→ **Stated goal**: Can you repeat, word for word and with nothing else, the lines of the entries below from the one containing "point: white shipping" through the one containing "Target: white shipping label", both included?

Dataset excerpt:
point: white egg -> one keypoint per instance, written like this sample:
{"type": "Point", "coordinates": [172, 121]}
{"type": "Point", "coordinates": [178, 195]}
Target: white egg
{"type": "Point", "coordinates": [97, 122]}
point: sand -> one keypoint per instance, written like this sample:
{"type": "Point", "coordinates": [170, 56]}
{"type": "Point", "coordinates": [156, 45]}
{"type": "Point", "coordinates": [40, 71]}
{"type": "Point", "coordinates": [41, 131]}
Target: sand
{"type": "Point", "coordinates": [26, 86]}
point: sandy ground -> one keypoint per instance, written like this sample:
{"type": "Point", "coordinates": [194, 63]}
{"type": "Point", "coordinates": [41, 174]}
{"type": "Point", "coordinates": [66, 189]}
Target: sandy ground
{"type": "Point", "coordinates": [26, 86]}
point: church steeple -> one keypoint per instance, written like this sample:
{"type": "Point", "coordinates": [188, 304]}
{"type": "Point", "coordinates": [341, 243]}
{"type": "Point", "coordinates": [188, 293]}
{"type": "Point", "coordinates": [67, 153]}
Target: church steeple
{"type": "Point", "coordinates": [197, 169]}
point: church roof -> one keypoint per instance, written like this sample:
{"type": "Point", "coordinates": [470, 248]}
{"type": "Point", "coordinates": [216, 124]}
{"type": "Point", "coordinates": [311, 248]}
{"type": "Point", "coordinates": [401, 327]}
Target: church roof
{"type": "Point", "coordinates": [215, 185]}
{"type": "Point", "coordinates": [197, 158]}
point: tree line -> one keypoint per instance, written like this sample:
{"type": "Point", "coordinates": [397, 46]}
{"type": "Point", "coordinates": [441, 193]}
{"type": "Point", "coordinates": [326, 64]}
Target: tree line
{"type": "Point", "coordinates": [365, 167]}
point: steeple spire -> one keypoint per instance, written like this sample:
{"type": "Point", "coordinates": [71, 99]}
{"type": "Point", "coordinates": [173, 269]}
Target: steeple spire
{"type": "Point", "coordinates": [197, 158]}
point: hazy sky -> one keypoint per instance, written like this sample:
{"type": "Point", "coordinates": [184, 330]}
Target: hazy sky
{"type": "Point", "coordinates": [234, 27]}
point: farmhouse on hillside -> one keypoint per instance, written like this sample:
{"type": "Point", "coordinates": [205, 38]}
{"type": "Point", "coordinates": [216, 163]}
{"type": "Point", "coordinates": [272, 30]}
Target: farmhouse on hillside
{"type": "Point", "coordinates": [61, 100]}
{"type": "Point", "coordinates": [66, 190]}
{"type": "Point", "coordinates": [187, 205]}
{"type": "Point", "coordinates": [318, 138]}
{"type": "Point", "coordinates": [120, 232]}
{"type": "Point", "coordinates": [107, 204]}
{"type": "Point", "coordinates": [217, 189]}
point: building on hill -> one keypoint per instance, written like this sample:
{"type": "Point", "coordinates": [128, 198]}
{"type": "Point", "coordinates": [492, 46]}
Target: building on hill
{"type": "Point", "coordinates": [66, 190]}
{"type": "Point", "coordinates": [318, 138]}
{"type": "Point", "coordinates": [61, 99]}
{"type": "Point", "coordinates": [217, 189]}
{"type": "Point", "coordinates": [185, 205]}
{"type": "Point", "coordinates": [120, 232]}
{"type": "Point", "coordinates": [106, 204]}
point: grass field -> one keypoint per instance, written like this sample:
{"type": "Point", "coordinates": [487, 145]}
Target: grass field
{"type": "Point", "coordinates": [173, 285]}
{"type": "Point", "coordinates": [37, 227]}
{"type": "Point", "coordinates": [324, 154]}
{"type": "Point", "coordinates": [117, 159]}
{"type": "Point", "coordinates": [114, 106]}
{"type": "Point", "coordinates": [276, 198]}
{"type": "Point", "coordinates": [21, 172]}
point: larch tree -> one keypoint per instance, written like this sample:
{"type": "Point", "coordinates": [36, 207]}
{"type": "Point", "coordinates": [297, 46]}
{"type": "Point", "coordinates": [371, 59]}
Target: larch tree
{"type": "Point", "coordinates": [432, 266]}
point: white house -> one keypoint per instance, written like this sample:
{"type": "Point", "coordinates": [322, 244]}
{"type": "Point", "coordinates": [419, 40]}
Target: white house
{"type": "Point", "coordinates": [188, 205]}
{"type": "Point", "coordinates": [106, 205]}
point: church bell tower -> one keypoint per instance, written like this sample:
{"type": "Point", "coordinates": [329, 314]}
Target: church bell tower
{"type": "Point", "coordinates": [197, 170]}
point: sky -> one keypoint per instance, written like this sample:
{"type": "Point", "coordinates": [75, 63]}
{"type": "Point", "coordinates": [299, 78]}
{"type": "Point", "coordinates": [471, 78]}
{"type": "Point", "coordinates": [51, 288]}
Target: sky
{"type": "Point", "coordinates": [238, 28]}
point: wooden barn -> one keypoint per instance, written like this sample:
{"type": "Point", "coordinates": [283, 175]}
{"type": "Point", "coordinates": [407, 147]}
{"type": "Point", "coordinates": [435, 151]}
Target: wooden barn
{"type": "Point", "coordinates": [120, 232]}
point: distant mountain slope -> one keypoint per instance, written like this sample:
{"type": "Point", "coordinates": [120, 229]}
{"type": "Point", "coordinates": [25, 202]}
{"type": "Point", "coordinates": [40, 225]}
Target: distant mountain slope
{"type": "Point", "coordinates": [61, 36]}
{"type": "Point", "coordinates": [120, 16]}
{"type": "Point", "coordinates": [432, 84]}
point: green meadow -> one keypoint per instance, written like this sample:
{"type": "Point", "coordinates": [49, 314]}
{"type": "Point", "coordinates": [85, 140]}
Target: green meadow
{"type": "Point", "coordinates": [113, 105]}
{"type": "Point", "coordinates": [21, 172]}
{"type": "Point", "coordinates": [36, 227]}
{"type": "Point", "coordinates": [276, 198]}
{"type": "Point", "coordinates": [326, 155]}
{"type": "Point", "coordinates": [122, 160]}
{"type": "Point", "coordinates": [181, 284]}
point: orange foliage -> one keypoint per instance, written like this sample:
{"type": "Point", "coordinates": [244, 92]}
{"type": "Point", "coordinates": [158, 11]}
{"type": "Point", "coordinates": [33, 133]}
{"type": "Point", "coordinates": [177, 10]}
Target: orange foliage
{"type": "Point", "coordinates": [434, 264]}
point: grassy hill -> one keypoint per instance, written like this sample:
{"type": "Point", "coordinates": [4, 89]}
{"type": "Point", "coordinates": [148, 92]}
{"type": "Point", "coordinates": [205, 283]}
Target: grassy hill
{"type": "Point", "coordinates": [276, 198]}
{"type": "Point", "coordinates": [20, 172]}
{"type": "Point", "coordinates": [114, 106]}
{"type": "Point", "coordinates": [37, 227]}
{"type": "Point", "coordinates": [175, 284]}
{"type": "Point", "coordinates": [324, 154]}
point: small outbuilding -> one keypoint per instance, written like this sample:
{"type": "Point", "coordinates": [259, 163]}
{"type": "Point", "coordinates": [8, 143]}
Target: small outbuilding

* * *

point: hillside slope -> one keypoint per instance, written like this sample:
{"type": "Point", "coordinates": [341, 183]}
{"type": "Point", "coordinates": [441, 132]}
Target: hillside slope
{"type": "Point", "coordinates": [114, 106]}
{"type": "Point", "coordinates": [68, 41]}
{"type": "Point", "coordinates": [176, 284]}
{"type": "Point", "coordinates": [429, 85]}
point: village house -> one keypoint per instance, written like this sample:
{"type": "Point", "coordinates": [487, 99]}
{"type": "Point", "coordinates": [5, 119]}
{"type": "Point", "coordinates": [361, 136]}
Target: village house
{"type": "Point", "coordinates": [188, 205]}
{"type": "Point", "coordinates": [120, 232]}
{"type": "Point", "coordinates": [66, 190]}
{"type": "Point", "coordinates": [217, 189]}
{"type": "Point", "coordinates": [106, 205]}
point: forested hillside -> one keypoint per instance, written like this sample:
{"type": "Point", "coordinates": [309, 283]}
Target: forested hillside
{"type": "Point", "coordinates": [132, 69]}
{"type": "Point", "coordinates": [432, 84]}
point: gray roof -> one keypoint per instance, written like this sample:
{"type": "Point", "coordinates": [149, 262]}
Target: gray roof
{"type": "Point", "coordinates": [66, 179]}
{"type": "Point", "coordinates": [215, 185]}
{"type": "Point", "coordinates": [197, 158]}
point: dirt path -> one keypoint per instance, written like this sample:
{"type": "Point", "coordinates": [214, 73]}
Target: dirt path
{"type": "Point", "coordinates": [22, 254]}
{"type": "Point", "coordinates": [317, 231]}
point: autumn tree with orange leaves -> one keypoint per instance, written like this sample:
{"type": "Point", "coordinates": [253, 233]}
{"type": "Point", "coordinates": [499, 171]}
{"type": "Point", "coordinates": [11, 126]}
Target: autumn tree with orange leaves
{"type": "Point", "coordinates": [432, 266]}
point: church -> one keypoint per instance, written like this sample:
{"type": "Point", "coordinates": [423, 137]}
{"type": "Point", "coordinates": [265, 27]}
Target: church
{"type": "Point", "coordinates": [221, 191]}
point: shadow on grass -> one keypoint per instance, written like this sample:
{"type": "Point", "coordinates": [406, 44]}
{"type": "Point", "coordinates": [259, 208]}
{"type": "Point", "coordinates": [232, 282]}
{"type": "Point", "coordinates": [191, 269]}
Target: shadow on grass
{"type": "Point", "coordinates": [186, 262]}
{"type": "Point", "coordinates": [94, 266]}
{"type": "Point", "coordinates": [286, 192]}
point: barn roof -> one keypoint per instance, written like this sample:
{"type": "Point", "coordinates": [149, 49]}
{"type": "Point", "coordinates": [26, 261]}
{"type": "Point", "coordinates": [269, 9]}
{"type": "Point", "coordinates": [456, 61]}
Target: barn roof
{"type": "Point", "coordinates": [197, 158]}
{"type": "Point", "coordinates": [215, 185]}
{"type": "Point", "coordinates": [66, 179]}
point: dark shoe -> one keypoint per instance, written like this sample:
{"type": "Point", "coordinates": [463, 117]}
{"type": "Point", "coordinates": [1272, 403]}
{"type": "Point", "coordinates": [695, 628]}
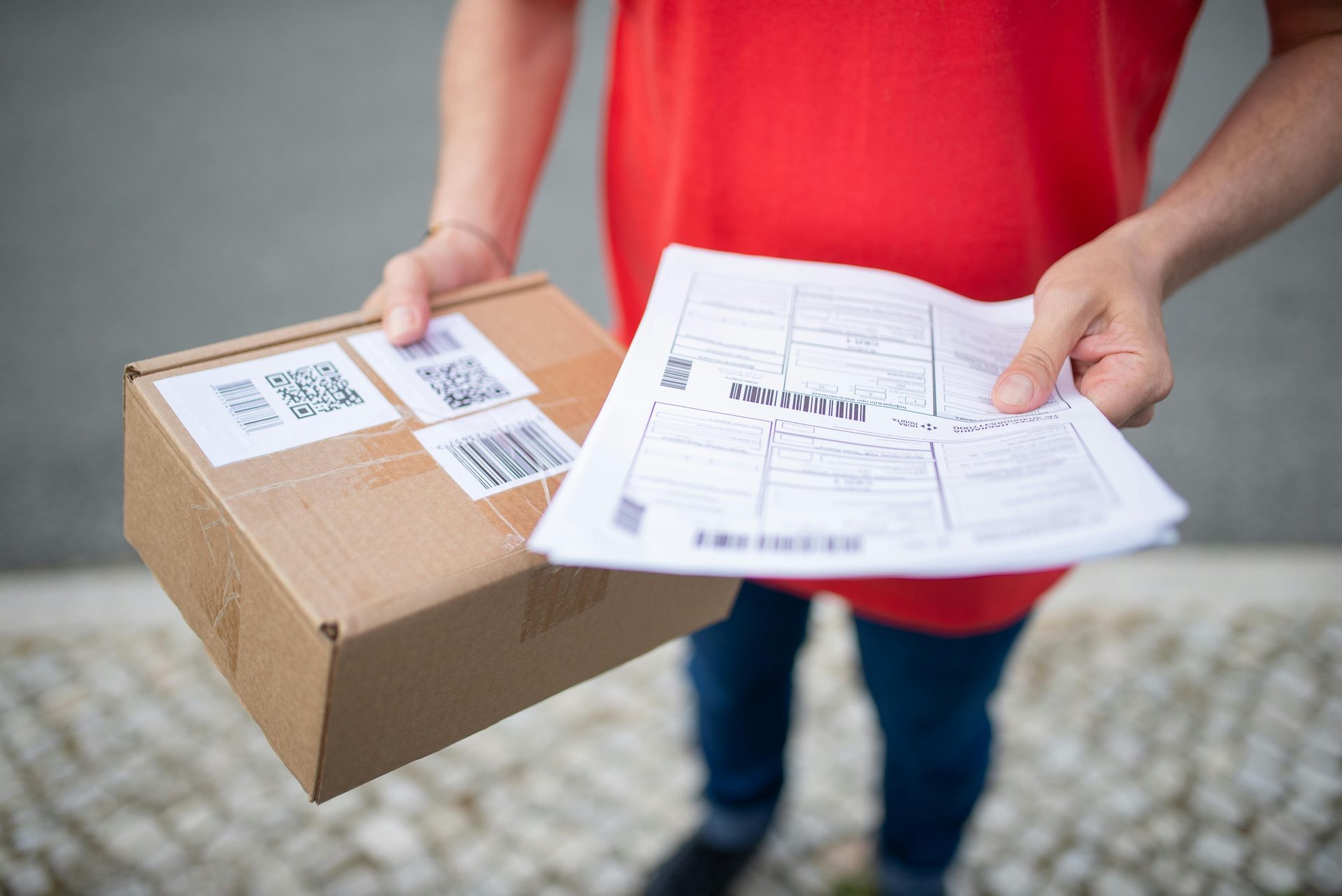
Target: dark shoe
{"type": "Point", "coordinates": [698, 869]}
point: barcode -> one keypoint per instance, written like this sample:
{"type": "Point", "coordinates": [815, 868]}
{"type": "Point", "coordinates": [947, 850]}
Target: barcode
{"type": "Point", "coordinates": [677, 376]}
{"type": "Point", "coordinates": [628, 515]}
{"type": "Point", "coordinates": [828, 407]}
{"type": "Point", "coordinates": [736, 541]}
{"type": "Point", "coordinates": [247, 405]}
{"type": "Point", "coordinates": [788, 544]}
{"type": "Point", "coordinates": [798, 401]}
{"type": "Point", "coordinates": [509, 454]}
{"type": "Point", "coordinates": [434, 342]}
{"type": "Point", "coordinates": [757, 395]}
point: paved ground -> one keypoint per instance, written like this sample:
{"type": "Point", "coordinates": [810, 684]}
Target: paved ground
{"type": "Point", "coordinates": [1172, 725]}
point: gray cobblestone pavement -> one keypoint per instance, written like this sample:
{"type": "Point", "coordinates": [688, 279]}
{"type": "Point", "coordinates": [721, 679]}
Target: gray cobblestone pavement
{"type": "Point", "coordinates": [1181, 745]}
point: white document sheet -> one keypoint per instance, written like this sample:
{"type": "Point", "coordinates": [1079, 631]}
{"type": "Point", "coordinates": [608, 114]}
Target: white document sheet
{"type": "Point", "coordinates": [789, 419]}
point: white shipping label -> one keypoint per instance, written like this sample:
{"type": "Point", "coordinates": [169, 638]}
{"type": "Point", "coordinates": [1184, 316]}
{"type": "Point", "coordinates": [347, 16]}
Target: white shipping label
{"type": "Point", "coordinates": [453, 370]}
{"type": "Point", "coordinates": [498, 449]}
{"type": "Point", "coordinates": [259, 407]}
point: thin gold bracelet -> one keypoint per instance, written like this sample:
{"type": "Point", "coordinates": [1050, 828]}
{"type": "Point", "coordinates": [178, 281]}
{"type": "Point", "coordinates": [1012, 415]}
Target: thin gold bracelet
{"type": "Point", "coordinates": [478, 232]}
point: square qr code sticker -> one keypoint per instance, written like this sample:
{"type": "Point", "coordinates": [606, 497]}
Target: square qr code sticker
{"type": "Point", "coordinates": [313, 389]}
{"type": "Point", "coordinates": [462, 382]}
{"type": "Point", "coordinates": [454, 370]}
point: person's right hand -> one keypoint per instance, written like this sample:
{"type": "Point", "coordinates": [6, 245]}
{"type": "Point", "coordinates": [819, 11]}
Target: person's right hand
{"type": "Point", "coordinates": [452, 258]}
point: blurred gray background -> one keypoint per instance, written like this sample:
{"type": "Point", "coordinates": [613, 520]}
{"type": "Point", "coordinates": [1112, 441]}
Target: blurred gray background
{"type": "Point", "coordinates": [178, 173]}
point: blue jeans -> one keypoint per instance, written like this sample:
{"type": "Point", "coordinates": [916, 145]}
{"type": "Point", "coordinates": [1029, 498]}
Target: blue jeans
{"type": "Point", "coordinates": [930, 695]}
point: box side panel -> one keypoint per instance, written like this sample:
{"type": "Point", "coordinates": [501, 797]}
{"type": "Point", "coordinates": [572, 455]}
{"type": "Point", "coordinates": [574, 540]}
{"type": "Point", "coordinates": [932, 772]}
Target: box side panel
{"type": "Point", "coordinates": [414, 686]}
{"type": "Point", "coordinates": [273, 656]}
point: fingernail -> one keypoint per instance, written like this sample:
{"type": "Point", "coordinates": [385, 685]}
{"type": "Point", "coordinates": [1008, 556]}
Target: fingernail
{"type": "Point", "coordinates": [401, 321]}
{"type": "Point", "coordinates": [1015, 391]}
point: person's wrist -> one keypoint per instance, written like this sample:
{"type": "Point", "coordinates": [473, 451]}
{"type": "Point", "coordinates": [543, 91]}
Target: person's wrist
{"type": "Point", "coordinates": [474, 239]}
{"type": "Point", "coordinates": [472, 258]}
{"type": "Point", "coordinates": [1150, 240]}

→ **Written answer**:
point: white shipping label -> one keypoint per instance, written like this sample:
{"type": "Point", "coordinates": [169, 638]}
{"type": "Point", "coordinates": [1184, 316]}
{"type": "Point", "coordinates": [347, 16]}
Target: white shipping label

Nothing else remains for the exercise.